(Exercise objective): Lines holding the string "green" are the ones to copy; find them all in the data.
━━ Excerpted records ━━
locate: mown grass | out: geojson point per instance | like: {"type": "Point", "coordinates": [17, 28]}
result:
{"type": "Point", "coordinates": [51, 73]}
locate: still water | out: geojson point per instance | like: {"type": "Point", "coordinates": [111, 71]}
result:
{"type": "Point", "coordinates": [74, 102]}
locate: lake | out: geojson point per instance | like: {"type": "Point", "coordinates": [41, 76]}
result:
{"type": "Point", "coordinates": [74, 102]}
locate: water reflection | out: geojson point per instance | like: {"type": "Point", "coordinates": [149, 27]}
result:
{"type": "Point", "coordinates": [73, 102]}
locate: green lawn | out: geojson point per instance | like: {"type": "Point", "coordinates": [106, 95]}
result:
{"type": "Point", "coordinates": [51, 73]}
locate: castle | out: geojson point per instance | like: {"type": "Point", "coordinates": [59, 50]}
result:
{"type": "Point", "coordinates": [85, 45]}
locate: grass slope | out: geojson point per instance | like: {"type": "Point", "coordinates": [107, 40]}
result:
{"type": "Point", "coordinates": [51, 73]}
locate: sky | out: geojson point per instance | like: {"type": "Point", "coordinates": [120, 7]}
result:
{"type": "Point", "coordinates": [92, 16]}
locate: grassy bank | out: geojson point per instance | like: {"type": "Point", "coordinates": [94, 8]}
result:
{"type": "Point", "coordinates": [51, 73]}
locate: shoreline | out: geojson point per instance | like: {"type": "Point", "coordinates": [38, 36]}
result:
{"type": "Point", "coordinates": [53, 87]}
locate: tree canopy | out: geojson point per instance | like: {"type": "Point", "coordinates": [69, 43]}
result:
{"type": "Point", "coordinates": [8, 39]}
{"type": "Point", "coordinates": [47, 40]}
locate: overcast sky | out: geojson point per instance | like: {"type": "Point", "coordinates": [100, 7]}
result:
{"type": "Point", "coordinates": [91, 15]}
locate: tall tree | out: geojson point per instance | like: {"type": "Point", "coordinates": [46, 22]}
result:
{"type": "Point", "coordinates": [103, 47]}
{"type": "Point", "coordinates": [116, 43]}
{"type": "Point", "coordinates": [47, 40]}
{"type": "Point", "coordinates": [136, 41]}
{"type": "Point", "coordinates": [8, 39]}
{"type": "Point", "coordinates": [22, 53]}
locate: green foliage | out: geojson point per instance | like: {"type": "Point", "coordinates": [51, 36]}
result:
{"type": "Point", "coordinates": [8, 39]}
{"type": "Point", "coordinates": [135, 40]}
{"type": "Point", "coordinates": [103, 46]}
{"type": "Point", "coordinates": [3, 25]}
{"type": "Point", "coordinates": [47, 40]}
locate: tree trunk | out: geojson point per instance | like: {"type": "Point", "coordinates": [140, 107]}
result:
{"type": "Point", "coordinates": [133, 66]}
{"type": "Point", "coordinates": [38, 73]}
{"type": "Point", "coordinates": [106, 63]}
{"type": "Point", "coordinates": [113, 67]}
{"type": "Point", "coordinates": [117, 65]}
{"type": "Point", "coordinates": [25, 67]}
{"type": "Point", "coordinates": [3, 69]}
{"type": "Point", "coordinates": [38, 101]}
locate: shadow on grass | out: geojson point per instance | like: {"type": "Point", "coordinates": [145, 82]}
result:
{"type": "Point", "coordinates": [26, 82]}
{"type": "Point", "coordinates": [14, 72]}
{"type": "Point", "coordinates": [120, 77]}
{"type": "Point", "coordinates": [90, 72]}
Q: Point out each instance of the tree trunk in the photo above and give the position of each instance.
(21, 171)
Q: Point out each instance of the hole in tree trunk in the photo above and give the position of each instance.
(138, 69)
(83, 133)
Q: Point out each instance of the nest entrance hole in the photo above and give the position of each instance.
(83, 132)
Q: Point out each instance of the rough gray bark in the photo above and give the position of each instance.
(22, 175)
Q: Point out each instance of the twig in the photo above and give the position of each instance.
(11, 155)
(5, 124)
━━━
(Answer section):
locate: green lawn | out: geojson point per instance | like: {"type": "Point", "coordinates": [106, 95]}
locate: green foliage | out: geojson point per instance | like: {"type": "Point", "coordinates": [51, 36]}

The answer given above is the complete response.